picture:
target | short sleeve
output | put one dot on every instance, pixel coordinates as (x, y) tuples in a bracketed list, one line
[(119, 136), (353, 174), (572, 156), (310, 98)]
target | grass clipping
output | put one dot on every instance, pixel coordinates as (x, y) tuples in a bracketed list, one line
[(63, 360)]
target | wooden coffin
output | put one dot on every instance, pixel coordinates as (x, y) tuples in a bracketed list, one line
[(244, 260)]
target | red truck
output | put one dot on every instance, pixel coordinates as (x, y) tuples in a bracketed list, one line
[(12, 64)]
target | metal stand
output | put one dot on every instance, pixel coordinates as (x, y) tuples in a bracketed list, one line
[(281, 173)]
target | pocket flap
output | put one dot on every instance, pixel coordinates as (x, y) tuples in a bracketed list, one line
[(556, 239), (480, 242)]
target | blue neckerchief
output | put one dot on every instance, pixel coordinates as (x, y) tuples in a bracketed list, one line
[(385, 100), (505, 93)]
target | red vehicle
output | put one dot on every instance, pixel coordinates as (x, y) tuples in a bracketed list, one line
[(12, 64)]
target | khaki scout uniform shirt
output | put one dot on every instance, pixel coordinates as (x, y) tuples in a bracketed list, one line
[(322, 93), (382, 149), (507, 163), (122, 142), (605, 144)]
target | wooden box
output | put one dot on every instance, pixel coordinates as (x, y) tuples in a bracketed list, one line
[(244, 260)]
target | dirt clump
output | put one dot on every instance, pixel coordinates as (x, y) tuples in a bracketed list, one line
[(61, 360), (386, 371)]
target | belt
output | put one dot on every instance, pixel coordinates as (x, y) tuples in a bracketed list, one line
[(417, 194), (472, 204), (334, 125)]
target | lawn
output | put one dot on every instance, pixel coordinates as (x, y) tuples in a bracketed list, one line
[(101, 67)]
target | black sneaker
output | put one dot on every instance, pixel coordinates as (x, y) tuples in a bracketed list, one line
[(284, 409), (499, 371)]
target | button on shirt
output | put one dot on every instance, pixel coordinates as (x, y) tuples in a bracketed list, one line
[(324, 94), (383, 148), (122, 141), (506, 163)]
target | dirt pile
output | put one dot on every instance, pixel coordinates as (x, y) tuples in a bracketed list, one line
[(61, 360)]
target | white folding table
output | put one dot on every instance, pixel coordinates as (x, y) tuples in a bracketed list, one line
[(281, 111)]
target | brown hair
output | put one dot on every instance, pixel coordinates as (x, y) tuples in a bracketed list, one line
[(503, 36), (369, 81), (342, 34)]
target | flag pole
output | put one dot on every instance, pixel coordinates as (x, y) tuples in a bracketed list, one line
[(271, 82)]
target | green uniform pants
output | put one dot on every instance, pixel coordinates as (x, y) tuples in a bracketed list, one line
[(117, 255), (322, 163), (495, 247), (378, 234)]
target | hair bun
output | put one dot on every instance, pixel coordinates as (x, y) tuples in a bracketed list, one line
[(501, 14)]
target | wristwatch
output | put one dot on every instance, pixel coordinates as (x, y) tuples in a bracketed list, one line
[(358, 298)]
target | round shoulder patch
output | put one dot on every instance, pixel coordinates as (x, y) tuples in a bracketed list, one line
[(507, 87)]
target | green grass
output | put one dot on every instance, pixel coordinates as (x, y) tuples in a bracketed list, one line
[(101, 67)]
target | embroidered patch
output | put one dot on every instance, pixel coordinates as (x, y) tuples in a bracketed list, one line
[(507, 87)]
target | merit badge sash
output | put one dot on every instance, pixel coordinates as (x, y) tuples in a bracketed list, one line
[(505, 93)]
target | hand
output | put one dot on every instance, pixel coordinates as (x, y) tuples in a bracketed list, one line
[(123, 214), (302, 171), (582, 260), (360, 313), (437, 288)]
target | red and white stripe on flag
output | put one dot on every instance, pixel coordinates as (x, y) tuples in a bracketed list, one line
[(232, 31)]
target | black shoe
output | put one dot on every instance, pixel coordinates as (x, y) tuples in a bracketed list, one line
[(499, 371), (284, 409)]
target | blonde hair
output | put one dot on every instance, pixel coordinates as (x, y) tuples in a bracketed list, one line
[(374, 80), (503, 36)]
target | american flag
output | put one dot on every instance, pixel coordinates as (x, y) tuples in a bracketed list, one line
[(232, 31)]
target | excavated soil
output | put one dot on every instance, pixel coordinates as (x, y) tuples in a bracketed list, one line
####################
— Directive —
Rewrite the material starting with the line containing "target | belt" and going on through the line containing "[(324, 94), (383, 148), (122, 141), (506, 163)]", replacing "black sneaker" with "dark sneaker" and leaving everything else unchanged.

— Output of the exercise —
target | belt
output | put one dot on every instance, pixel coordinates as (x, y) tuples in a bracketed list, one line
[(417, 194), (472, 204), (334, 125)]
target | lawn
output | put one dot on every instance, pixel coordinates as (x, y) tuples in a bracketed list, one line
[(101, 67)]
target | dark sneaker
output | put one dot on every instance, pixel coordinates as (x, y) tuples in a bracketed list, one line
[(284, 409), (499, 371)]
target | button on shirt
output | put one dot on every instance, pixel coordinates as (x, y) tuples in a bracketed list, one line
[(324, 94), (383, 148), (122, 141), (506, 163)]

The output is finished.